» DIRECTIONS FOR THIS TASK: Using the material below, return exactly the lines between the one holding "Mark the bird's beak with a point." and the one holding "Mark the dried flower with a point.", inclusive, and no others.

►

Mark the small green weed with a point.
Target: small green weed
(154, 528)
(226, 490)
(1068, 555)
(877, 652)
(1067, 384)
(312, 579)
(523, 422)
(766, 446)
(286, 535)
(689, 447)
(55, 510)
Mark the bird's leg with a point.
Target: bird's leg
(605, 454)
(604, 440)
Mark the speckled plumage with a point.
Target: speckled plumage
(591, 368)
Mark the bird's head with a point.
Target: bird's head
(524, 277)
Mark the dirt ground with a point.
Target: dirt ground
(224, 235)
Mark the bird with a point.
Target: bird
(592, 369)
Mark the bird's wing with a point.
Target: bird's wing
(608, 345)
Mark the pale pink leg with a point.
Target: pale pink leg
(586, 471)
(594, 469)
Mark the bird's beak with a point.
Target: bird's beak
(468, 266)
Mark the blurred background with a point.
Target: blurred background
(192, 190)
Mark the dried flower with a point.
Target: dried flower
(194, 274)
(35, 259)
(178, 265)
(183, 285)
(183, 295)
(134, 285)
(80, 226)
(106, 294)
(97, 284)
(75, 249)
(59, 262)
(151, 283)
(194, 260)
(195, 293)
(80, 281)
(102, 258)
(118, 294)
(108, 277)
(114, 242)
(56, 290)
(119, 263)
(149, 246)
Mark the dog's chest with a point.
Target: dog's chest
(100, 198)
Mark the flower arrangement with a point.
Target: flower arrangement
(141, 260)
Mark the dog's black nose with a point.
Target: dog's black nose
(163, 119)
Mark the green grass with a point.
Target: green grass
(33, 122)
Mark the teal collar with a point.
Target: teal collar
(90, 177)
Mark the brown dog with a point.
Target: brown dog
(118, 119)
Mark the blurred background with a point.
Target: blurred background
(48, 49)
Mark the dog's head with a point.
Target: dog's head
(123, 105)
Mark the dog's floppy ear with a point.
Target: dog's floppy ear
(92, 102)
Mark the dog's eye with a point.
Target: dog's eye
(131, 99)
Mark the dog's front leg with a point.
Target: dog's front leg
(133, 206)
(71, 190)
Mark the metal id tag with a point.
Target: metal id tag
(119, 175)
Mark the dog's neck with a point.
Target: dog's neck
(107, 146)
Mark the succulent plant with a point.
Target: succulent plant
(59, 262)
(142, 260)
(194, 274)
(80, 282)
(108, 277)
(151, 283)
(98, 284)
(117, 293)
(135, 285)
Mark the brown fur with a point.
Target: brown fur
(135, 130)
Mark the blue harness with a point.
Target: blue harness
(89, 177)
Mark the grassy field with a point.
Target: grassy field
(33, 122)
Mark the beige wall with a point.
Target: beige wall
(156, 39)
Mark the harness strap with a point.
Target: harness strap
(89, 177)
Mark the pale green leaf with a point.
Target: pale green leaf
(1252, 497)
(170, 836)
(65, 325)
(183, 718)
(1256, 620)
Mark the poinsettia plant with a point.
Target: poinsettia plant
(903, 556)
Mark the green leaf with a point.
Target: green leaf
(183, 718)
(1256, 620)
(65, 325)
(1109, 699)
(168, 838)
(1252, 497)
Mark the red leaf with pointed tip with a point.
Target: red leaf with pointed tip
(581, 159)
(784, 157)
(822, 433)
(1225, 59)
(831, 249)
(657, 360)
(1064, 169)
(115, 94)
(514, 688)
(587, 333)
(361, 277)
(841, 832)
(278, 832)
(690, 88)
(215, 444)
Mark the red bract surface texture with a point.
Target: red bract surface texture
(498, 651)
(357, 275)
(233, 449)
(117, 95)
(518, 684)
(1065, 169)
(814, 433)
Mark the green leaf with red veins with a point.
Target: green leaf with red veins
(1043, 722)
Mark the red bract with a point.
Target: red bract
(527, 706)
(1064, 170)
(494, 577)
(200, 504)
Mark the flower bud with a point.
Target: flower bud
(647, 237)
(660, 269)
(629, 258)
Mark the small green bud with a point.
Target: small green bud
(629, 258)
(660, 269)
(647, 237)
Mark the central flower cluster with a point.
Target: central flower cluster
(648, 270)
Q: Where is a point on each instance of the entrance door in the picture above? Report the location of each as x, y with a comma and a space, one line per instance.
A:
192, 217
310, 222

◄

» EXERCISE ANSWER:
Mark the bird's beak with a point.
Target: bird's beak
(468, 266)
Mark the blurred background with a point.
Target: blurred background
(192, 190)
Mark the dried flower with a point.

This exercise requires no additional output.